Given exercise: Copy the lines below as they are; omit the images they contain.

[Extracted data entries]
=====
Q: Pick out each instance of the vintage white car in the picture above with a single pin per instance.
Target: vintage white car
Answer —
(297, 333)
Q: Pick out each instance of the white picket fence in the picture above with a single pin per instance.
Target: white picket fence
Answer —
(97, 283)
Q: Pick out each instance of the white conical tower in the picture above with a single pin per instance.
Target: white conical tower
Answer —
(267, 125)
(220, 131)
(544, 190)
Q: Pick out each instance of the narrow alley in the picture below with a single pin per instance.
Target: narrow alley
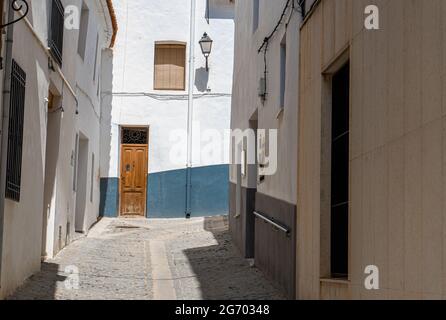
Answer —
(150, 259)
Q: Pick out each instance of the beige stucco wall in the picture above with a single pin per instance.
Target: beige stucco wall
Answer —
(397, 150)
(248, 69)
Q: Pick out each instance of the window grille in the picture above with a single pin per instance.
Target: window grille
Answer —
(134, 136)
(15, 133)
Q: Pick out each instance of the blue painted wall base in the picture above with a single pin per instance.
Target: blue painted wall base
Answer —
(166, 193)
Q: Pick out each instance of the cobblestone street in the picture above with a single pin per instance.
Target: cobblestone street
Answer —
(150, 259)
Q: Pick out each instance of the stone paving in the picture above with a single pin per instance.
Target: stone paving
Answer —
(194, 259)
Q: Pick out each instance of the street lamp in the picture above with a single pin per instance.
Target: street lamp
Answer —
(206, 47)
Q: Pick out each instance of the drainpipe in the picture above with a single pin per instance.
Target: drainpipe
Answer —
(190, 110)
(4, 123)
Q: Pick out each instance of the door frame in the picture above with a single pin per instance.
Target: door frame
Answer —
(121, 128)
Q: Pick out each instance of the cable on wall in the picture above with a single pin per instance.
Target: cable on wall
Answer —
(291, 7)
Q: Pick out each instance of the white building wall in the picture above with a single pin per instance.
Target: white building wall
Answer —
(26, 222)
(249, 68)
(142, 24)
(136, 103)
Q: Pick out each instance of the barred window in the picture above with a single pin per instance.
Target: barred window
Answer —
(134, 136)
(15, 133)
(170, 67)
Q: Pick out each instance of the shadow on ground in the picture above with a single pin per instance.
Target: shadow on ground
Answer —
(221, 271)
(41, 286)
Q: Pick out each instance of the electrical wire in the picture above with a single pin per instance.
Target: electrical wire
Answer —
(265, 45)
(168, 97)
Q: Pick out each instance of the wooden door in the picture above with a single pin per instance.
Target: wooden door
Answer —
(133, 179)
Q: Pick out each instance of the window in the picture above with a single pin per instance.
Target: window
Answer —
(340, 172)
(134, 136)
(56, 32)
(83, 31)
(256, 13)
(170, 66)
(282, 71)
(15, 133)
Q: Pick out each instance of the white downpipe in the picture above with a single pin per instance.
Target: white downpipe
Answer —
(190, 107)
=====
Answer to this exercise:
Q: Pick out each instance of the vintage white car in the picture above with a single pin per instance.
Target: vintage white car
Answer —
(297, 333)
Q: Pick out each instance of the white picket fence in the picture above with a single pin per instance.
Target: white picket fence
Answer —
(97, 283)
Q: Pick out each instance of the white conical tower in the picture above with a single pin per instance.
Target: white conical tower
Answer —
(267, 125)
(220, 131)
(544, 190)
Q: Pick out each instance of the narrow alley in the picture below with a single pin per instance.
Target: narrow alley
Answer —
(150, 259)
Q: Pick out each instance of the beige stucco wall in the picture above with a single pin per instance.
Target: beige stucco wall
Answer —
(397, 150)
(248, 69)
Q: Pick out each instance of the window grille in the picture above with a single pin per instance.
Target: window grille
Answer —
(134, 136)
(15, 133)
Q: Pick out each instance of the blue painted wall base in the picture above with a single pin per instance.
Target: blue painted wall base
Answer —
(166, 193)
Q: Pick out each instance of the cobblestone street in the picture above with a single pin per instance.
Target: cobblestone street
Answer —
(150, 259)
Q: Pick out each instance of the stone paving in the picture above with a single pin per instance.
Target: stone paving
Answer —
(194, 259)
Q: Pick out each instance of the street lamp in the picture above with a single pin per instance.
Target: street lamp
Answer —
(206, 47)
Q: Pick out each instance of the drainpipe in the picture above with a single pin per instance.
Target: drainpipe
Answer —
(190, 110)
(4, 123)
Q: Pick out each instance of the door frame in the picture above with a single pin per instance.
Target: door frame
Answer —
(121, 128)
Q: Pick out each instance of the cable on wall in the picture above with a single pin per instance.
Target: cable on wall
Answer —
(291, 7)
Q: Pick out each instance of the white building wall in the picture above with a single pin per instance.
Target: white building wall
Answer —
(26, 222)
(249, 68)
(142, 24)
(136, 103)
Q: Pick out each instance of the barred window in the picture above with a single pin per instance.
Target: barred window
Answer —
(134, 136)
(15, 133)
(170, 67)
Q: Pick out each instance of the shadow on ground in the picture above with a single pin per instance.
Target: shadow on ground
Answer —
(221, 271)
(41, 286)
Q: Pick out each instance of the electrical wire in the picture above with a single pin per instance.
Target: electrical wire
Answer —
(265, 45)
(168, 97)
Q: Pick out each instance of the wooden door in the picture above with a single pin per instance.
Target: wooden door
Answer —
(133, 179)
Q: Pick out each instance of the window in the picture above with a single pin per instance.
Target: window
Answer —
(340, 172)
(134, 136)
(56, 32)
(83, 31)
(256, 13)
(170, 66)
(282, 71)
(15, 133)
Q: Pick out each instance of the white downpipe in the picture above with a single pin per instance.
Target: white downpipe
Answer —
(190, 107)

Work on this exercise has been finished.